[Task to complete]: Write the lines below as a JSON list of strings, one string per line, omitting blank lines and the pictures.

───── Data for the task

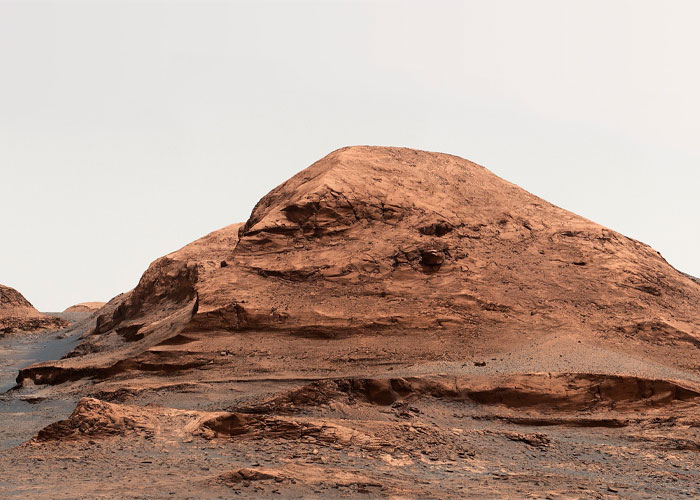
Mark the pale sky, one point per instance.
(128, 129)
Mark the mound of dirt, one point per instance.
(85, 307)
(17, 314)
(370, 243)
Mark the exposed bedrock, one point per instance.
(370, 240)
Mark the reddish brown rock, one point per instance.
(85, 307)
(17, 314)
(383, 244)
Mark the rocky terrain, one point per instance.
(85, 307)
(387, 323)
(17, 314)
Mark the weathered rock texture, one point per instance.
(375, 243)
(388, 323)
(85, 307)
(17, 314)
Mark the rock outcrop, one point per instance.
(17, 314)
(415, 256)
(85, 307)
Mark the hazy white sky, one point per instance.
(128, 129)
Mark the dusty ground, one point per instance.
(388, 323)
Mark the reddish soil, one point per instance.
(18, 315)
(387, 323)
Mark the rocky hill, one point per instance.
(17, 314)
(387, 323)
(402, 252)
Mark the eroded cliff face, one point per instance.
(373, 241)
(388, 322)
(17, 314)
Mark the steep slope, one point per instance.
(391, 256)
(18, 314)
(85, 307)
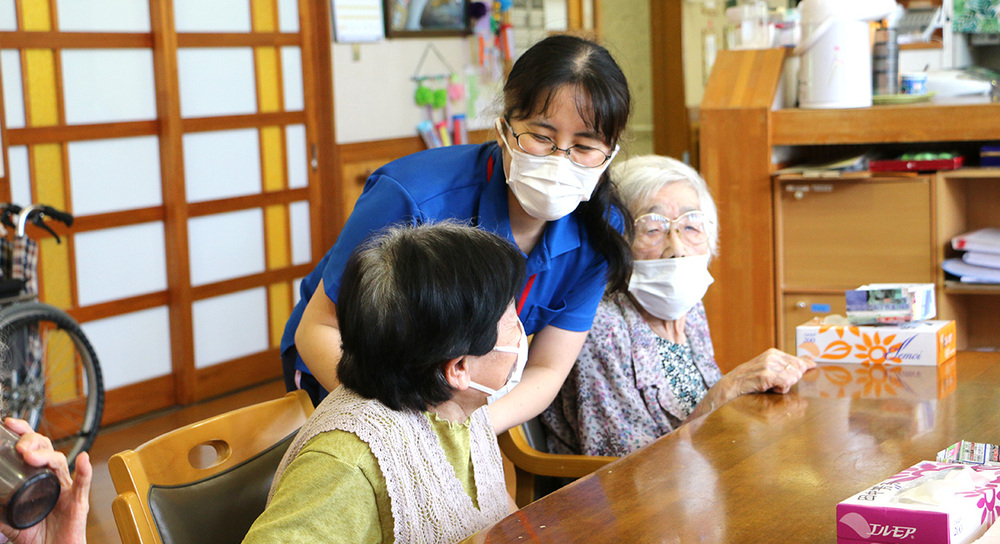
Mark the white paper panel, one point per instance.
(291, 69)
(216, 81)
(295, 145)
(301, 240)
(226, 245)
(107, 85)
(103, 16)
(212, 16)
(13, 90)
(288, 15)
(20, 176)
(132, 347)
(221, 164)
(122, 262)
(115, 175)
(8, 16)
(230, 326)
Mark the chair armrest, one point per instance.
(515, 446)
(132, 525)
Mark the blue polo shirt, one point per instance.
(566, 276)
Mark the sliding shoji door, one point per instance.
(184, 136)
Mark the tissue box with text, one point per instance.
(917, 343)
(928, 503)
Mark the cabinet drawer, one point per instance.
(797, 308)
(842, 234)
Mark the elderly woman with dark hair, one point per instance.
(648, 365)
(405, 450)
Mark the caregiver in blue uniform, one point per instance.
(542, 185)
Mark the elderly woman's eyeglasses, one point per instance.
(653, 229)
(543, 146)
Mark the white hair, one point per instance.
(639, 178)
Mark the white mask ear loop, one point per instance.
(515, 374)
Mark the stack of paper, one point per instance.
(981, 261)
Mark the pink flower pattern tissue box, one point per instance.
(928, 503)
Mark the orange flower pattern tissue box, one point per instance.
(927, 343)
(880, 381)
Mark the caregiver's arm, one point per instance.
(551, 356)
(318, 338)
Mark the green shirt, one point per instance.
(334, 490)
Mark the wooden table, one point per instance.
(771, 468)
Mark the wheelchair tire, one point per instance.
(50, 375)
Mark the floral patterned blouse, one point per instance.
(620, 396)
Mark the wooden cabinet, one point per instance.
(836, 234)
(790, 246)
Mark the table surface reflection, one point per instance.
(771, 468)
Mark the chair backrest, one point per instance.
(206, 482)
(525, 447)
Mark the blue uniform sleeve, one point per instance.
(383, 203)
(582, 300)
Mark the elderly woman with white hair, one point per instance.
(648, 364)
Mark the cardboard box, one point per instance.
(928, 503)
(927, 343)
(880, 303)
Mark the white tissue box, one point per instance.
(928, 503)
(918, 343)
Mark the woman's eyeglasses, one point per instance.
(653, 230)
(543, 146)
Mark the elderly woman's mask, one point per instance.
(669, 288)
(521, 349)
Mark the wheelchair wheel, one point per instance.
(50, 376)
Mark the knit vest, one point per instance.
(428, 501)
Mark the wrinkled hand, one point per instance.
(773, 370)
(67, 523)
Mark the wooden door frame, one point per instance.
(671, 130)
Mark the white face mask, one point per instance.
(550, 187)
(669, 288)
(515, 373)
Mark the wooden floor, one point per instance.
(101, 523)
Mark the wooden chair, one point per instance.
(525, 446)
(206, 482)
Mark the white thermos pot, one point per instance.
(836, 66)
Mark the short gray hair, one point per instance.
(639, 178)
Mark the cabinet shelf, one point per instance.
(952, 287)
(957, 120)
(787, 252)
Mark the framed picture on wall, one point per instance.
(426, 18)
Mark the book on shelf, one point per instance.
(983, 240)
(970, 273)
(989, 260)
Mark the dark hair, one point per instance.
(604, 102)
(412, 298)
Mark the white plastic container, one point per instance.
(836, 66)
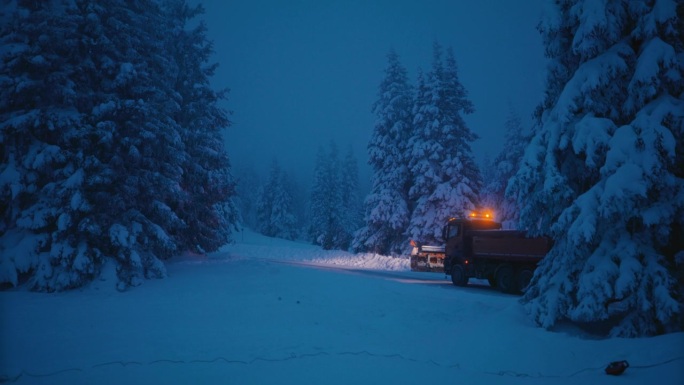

──────────

[Solution to the problem]:
[
  "Mark the pale sky, one point per instance.",
  "(128, 129)",
  "Mark the mound of dirt, one point per instance.",
  "(85, 307)",
  "(17, 314)",
  "(370, 243)",
  "Mark the exposed bedrock, one point per instance.",
  "(370, 240)",
  "Mark the reddish brown rock, one point per instance.",
  "(85, 307)",
  "(17, 314)",
  "(383, 244)",
  "Mark the rocky terrain, one point per instance.",
  "(85, 307)",
  "(387, 323)",
  "(17, 314)",
  "Mark the weathered rock texture, one point per instance.",
  "(375, 243)",
  "(388, 323)",
  "(85, 307)",
  "(17, 314)",
  "Mark the rock outcrop, one point per instance.",
  "(17, 314)",
  "(415, 256)",
  "(85, 307)",
  "Mark the hazy white sky, one point per instance.",
  "(128, 129)",
  "Mark the dusty ground, one point per instance.",
  "(388, 323)",
  "Mark the reddish soil, one point per instance.",
  "(18, 315)",
  "(387, 323)",
  "Mark the rocky hill, one point per instance.",
  "(17, 314)",
  "(387, 323)",
  "(402, 252)",
  "Mark the eroded cliff face, one point per instance.",
  "(373, 241)",
  "(388, 322)",
  "(17, 314)",
  "Mark the steep slope, one point per instance.",
  "(391, 256)",
  "(18, 314)",
  "(85, 307)",
  "Mark the white paper panel, one point per instance.",
  "(291, 69)",
  "(216, 81)",
  "(295, 145)",
  "(301, 240)",
  "(226, 245)",
  "(107, 85)",
  "(103, 16)",
  "(212, 16)",
  "(13, 90)",
  "(288, 15)",
  "(20, 176)",
  "(132, 347)",
  "(221, 164)",
  "(122, 262)",
  "(115, 175)",
  "(8, 16)",
  "(230, 326)",
  "Mark the chair armrest, one point per instance.",
  "(515, 446)",
  "(132, 525)",
  "Mark the blue polo shirt, one point per instance.",
  "(566, 276)",
  "Mark the sliding shoji door, one point per instance.",
  "(184, 136)",
  "Mark the tissue box with text, one point per instance.",
  "(917, 343)",
  "(928, 503)",
  "Mark the cabinet drawer, one point per instance.",
  "(797, 308)",
  "(842, 234)",
  "Mark the elderly woman with dark hair, one point per instance.",
  "(648, 365)",
  "(405, 450)",
  "Mark the caregiver in blue uniform, one point per instance.",
  "(542, 185)",
  "Mark the elderly woman's eyeglasses, one point per instance.",
  "(653, 229)",
  "(543, 146)",
  "Mark the white hair, one point per instance.",
  "(639, 178)",
  "Mark the white mask ear loop, one point per instance.",
  "(515, 374)",
  "Mark the stack of paper, one point per instance.",
  "(981, 261)",
  "Mark the pink flower pattern tissue box, one point per instance.",
  "(928, 503)",
  "Mark the orange flower pattern tissue box, one point per instance.",
  "(927, 343)",
  "(880, 381)",
  "Mark the caregiver's arm, one point per instance.",
  "(551, 356)",
  "(318, 338)",
  "Mark the green shirt, one point per instance.",
  "(334, 490)",
  "Mark the wooden table, one point per instance.",
  "(771, 468)",
  "Mark the wheelchair tire, one point per instance.",
  "(50, 375)",
  "Mark the floral patterned blouse, one point per instance.",
  "(620, 396)",
  "Mark the wooden cabinet, one point per instance.",
  "(836, 234)",
  "(790, 246)",
  "Mark the table surface reflection, one point per instance.",
  "(771, 468)",
  "Mark the chair backrest, one point per instance.",
  "(206, 482)",
  "(525, 447)",
  "Mark the blue uniform sleeve, one point per instance.",
  "(383, 203)",
  "(582, 300)",
  "Mark the elderly woman with white hair, one point per instance.",
  "(648, 364)",
  "Mark the cardboard box, one point per instance.",
  "(928, 503)",
  "(927, 343)",
  "(880, 303)",
  "Mark the white tissue box, one point per instance.",
  "(928, 503)",
  "(918, 343)",
  "Mark the woman's eyeglasses, one point per instance.",
  "(653, 230)",
  "(543, 146)",
  "Mark the elderly woman's mask, one point per instance.",
  "(669, 288)",
  "(521, 349)",
  "Mark the wheelchair wheel, one point per instance.",
  "(50, 376)",
  "Mark the knit vest, one point per instance.",
  "(428, 501)",
  "Mark the wrinkled hand, one point per instance.",
  "(773, 370)",
  "(67, 523)",
  "Mark the wooden door frame, one point per instance.",
  "(671, 130)",
  "Mark the white face mask, one point per instance.",
  "(550, 187)",
  "(669, 288)",
  "(515, 373)",
  "Mark the wooden floor, one point per instance.",
  "(101, 523)",
  "Mark the wooden chair, one point per instance.",
  "(525, 446)",
  "(206, 482)",
  "Mark the white thermos pot, one point per instance.",
  "(836, 66)",
  "Mark the short gray hair, one point per instance.",
  "(639, 178)",
  "Mark the cabinet shelf, one point per instance.",
  "(952, 287)",
  "(957, 120)",
  "(787, 252)",
  "Mark the framed picture on wall, one point per instance.",
  "(426, 18)",
  "Mark the book on shelf, one point per instance.",
  "(983, 240)",
  "(970, 273)",
  "(989, 260)",
  "Mark the dark hair, one point per instance.",
  "(604, 102)",
  "(412, 298)",
  "Mark the white plastic container, one point per instance.",
  "(836, 66)"
]